- **ЗАДАНИЕ**: Перечислите все места, где, по словам Горбенко в интервью ниже, власти Москвы проявили политическую волю.

Александр Горбенко: «Когда медийное сообщество попадет со своими рейтингами туда, наверх, Всевышний придет и скажет: хорошие были у тебя рейтинги, но грязь ты нес в массы. Грязь, вранье и разврат»
В связи с митингами и новой протестной активностью горожане узнали, что у мэрии есть специальный человек, отвечающий за все массовые мероприятия, а также за работу со СМИ, — Александр Горбенко, бывший гендиректор «Российской газеты». Именно он согласовывал все оппозиционные акции, с ним вели переговоры организаторы митингов — и, по сути, именно он публично формулирует новую политику собянинской администрации. Михаил Зыгарь разузнал, в чем она заключается
— Как принимались решения о том, разрешать ли оппозиционные митинги?
— Политическая воля, которая была проявлена властями Москвы на Болотной, на Сахарова, на Якиманке, не взялась из воздуха. Если внимательно присмотреться к тому, что Москва сделала за последний год и три месяца, мы увидим, что мэр проводит эту линию с первых своих шагов на этой должности.
— Вы начали издалека.
— Иначе ответ будет неполным! Что принципиально нового, революционного произошло в управлении Москвой? Бюджет Москвы — почти 1,5 триллиона рублей — при Лужкове был таким НЛО для экономики России: никто не понимал, как он формируется и как расходуется. Про эти деньги что-то можно было узнать, только когда мэр делал подарки горожанам — выходил и говорил: «Я вам построю то-то и то-то, я вам увеличу пенсии, я сделаю доплаты к зарплате учителей…» А Собянин сделал революционную вещь — не только для Москвы, а вообще для России: мы создали полтора десятка государственных программ и расписали весь бюджет на 5 лет вперед. Весь бюджет! Так что сейчас на ближайшие 5 лет все ясно про 90% бюджета.
— И на что теперь тратится бюджет?
— А тут — вторая революционная вещь: прозрачные и паритетные взаимоотношения с инвесторами. Москва долго была под их диким давлением, отсюда точечная застройка, строительство всяких торговых центров, затрудняющих движение по городу. Раньше было так: приняли власти решение строить, архитекторы что-то нарисовали. Теперь на первое место мы стали ставить потребности Москвы, в том числе и в торговых площадях. Инвестор ведь всегда необъективен, у него одна цель — заработать больше денег. А задача властей — быть коммуникатором между инвестором и жителями.

- **СПИСОК**:

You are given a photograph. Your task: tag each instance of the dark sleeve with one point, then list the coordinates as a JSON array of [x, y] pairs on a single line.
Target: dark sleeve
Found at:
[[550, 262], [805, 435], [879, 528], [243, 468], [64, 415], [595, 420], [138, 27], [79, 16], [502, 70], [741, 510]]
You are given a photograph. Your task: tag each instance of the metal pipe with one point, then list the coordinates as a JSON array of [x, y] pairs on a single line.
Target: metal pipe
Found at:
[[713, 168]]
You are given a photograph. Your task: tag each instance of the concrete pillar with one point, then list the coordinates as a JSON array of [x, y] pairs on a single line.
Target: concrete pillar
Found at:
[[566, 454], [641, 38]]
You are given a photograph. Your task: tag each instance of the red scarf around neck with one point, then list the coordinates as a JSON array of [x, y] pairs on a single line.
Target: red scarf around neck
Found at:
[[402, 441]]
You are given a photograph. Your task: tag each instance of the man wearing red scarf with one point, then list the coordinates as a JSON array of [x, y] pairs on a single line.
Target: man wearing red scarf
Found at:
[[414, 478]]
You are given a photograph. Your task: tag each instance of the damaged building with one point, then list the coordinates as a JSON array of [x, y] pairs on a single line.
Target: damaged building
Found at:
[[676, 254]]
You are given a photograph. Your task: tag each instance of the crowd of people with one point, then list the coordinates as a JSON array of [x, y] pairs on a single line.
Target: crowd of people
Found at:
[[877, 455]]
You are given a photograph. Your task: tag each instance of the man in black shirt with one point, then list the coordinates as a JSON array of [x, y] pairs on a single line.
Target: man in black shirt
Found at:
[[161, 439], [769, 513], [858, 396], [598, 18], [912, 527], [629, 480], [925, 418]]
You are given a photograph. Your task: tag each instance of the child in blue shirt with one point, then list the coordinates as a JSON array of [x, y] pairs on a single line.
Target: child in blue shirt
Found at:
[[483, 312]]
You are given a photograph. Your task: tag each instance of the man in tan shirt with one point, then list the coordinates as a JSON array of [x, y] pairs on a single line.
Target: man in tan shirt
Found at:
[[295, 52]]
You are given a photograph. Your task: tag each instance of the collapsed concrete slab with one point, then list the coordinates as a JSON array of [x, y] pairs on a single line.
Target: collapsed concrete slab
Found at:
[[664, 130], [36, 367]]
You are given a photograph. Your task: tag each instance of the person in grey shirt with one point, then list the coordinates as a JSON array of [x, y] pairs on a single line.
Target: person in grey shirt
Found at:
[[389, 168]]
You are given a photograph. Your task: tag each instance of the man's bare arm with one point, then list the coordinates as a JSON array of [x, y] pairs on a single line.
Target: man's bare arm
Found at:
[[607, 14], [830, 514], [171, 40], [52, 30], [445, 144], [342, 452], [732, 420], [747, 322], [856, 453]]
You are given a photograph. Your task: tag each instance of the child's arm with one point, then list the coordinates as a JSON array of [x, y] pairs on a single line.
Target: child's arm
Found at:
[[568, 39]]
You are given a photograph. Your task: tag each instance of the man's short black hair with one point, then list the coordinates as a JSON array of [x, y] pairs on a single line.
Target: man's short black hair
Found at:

* * *

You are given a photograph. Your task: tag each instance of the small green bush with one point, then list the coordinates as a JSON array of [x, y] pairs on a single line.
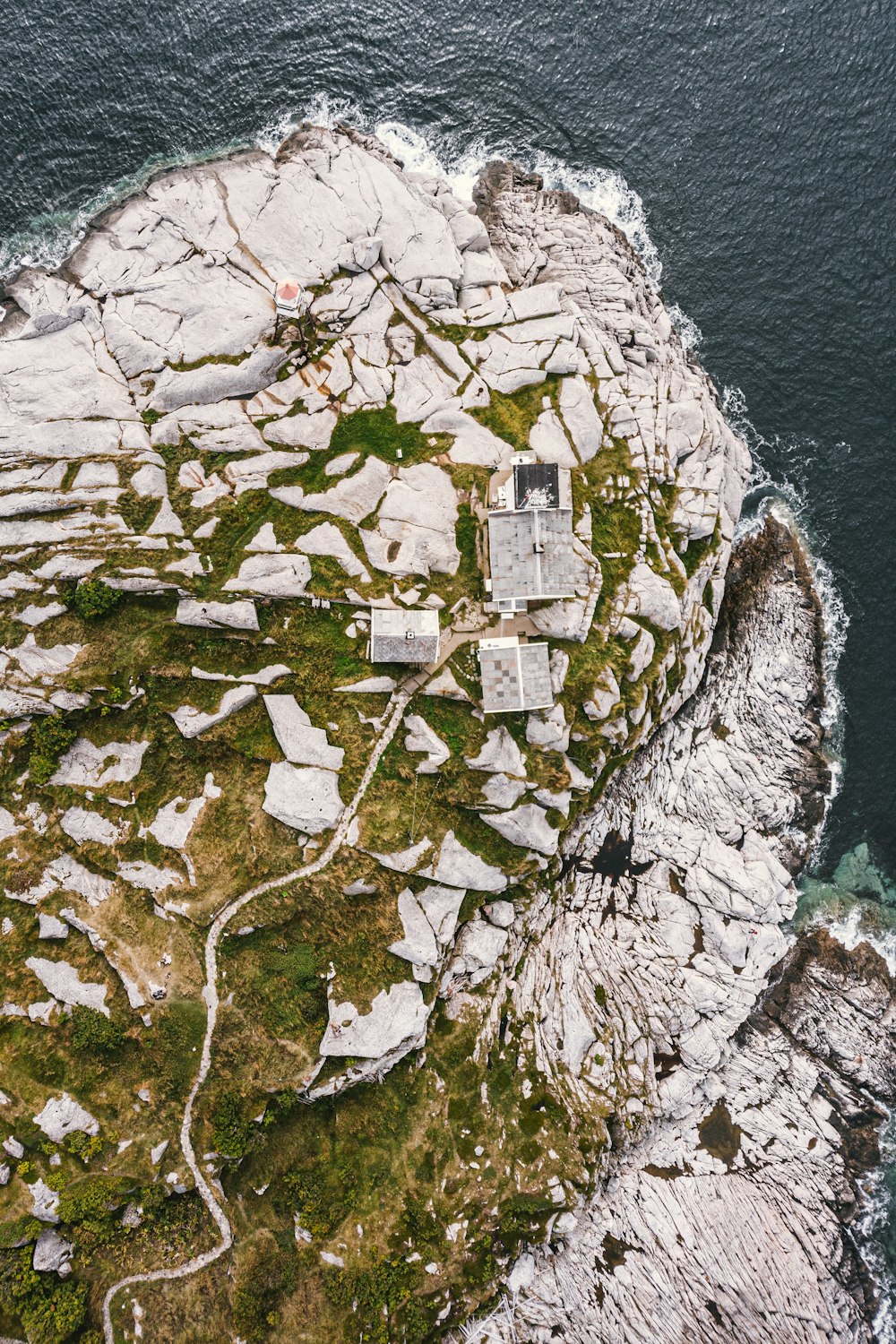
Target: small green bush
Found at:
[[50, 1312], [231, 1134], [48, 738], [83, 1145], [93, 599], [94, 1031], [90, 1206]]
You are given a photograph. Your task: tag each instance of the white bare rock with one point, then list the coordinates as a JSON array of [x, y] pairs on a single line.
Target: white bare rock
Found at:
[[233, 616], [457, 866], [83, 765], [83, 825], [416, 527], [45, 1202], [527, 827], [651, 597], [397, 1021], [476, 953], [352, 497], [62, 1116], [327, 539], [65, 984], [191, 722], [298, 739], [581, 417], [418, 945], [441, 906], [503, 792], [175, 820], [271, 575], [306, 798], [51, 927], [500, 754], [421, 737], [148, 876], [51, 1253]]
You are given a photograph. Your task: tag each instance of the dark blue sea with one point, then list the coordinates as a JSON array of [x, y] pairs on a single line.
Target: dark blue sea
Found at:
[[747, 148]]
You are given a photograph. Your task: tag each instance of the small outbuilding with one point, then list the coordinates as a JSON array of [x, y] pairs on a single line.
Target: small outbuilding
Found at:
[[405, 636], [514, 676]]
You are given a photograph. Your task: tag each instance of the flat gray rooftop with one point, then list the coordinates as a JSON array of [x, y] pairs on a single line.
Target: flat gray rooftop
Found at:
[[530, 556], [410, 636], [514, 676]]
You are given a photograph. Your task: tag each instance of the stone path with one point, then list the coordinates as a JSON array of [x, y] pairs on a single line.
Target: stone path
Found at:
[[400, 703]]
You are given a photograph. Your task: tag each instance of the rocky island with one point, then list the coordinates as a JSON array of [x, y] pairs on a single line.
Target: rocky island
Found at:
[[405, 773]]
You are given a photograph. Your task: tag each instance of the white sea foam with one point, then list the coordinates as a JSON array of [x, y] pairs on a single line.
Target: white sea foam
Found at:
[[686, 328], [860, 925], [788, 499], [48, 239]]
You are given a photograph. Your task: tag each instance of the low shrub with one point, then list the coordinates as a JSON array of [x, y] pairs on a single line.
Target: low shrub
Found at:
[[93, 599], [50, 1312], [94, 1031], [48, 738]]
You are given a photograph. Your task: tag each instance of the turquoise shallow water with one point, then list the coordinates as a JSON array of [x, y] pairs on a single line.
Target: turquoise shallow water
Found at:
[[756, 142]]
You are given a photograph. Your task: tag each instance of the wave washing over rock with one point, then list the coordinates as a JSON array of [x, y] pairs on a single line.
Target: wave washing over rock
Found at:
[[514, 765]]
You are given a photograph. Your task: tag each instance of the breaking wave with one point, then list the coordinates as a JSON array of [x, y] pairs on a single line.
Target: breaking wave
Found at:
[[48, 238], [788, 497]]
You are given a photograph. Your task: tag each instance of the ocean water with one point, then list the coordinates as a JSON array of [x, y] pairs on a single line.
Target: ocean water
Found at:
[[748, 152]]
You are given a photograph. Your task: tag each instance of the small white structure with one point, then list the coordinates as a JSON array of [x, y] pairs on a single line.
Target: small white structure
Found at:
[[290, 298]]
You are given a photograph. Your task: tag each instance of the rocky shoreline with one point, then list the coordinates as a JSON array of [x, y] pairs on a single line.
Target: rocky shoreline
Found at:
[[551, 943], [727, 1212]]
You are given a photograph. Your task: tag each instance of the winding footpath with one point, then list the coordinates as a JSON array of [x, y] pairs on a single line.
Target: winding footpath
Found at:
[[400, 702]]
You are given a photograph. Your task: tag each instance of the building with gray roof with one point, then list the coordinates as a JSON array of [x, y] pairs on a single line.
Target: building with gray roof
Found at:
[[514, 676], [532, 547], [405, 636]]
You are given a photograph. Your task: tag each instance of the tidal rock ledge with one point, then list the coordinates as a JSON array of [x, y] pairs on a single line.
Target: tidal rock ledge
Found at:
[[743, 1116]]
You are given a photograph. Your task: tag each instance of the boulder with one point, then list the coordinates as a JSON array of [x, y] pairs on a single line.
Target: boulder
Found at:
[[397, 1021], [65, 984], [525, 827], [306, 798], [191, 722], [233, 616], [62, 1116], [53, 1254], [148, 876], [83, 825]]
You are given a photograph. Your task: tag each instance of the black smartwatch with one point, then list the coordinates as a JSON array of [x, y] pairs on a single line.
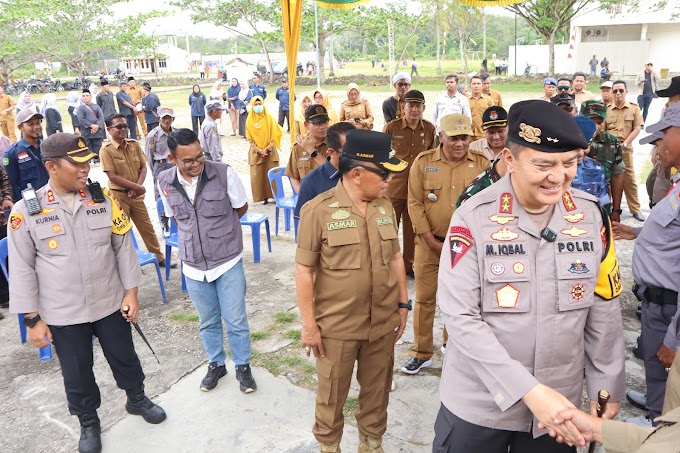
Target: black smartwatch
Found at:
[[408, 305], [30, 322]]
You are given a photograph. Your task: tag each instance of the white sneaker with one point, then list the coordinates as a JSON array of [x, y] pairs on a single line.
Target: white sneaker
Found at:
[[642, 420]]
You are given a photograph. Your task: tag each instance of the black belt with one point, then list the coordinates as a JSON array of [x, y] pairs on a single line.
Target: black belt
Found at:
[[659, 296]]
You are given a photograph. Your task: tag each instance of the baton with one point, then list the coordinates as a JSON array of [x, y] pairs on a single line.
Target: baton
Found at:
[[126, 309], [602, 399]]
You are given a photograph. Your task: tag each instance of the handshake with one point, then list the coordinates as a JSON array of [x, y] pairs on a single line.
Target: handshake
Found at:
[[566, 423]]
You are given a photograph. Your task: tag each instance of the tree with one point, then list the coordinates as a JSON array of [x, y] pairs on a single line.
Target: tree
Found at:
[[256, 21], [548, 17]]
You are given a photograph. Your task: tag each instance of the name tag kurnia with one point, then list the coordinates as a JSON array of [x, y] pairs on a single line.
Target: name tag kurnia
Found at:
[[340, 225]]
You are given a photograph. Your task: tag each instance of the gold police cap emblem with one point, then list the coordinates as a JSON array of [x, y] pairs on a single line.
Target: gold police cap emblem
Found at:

---

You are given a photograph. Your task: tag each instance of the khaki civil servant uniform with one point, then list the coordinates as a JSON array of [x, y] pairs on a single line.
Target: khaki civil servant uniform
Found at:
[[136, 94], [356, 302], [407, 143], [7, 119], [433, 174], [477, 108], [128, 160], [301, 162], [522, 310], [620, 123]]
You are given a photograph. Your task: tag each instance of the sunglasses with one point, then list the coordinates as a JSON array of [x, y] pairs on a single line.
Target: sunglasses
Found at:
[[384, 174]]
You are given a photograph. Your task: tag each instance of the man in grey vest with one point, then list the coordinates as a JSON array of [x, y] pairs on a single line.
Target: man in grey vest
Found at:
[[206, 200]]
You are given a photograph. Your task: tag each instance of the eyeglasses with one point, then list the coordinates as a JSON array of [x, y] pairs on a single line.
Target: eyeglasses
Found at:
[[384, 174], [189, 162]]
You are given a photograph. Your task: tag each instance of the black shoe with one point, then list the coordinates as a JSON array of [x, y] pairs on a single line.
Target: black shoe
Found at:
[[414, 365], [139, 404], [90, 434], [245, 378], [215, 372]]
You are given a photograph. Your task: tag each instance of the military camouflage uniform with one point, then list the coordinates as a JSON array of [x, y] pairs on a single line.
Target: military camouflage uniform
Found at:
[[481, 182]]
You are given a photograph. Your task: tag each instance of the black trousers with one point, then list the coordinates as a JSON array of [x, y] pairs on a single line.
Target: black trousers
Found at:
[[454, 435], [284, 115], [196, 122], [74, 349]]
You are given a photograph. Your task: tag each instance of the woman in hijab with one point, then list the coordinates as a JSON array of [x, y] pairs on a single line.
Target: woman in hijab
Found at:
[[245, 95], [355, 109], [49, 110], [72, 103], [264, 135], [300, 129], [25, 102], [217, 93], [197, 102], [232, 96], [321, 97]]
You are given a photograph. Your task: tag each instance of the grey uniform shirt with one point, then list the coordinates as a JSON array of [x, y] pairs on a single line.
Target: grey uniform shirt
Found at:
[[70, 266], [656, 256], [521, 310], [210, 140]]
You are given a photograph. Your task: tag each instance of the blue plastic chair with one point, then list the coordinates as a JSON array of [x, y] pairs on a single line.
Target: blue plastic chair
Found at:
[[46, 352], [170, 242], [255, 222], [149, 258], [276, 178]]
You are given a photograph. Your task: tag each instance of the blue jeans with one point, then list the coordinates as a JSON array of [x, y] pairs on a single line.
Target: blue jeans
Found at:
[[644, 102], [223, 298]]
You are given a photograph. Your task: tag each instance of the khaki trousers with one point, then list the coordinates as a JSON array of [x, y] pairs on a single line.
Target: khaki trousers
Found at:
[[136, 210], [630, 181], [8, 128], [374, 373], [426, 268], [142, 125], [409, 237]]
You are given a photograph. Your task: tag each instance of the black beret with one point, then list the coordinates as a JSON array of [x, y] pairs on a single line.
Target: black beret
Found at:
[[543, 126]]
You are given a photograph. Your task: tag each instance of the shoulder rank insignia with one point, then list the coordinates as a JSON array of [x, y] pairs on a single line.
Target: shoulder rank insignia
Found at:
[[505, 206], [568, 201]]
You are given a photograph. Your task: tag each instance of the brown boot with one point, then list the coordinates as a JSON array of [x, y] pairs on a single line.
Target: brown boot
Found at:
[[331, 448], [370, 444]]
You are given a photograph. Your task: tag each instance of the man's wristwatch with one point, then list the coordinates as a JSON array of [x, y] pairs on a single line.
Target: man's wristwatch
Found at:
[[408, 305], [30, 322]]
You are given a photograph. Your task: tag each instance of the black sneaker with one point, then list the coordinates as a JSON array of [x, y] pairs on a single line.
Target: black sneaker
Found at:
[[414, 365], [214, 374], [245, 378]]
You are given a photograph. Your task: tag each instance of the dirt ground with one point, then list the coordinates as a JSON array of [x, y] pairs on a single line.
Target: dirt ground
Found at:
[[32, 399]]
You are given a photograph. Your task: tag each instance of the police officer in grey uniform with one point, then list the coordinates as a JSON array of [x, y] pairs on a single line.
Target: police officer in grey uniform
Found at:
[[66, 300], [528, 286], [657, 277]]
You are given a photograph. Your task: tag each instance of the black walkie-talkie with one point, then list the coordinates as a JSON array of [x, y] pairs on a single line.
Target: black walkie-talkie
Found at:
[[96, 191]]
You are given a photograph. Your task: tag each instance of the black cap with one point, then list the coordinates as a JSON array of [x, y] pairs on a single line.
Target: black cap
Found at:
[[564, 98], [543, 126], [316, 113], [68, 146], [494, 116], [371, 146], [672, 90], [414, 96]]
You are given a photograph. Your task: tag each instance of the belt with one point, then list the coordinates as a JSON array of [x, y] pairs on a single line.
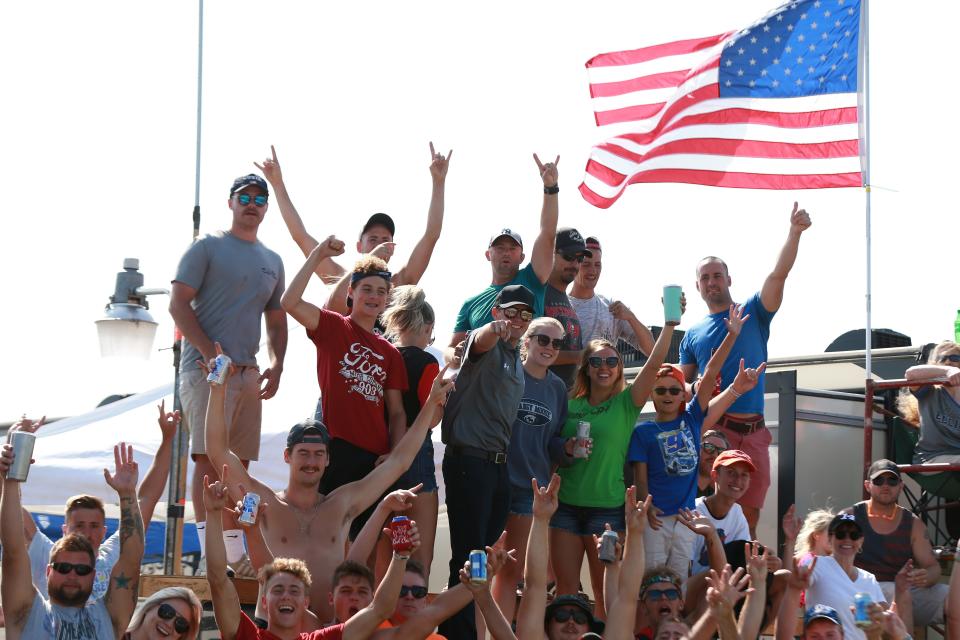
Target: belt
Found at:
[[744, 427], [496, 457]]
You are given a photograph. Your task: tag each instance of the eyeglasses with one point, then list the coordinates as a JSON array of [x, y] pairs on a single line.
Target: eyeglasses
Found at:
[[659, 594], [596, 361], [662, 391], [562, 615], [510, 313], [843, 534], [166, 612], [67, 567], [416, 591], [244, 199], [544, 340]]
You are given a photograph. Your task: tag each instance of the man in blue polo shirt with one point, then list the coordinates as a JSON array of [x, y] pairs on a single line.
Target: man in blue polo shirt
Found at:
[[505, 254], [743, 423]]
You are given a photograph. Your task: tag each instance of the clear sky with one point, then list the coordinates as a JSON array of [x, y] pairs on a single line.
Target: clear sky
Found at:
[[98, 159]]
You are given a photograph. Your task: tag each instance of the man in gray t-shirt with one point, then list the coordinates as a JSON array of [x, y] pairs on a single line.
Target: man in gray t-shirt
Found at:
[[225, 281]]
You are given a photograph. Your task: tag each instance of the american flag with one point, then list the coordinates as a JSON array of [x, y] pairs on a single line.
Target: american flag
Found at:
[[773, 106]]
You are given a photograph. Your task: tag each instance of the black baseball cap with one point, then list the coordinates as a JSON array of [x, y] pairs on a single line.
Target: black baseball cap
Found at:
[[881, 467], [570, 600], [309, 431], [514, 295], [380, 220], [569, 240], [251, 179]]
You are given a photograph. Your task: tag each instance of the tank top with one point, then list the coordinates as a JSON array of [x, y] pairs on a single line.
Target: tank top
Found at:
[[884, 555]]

- **ИТОГОВЫЙ ОТВЕТ**:
на Болотной
на Сахарова
на Якиманке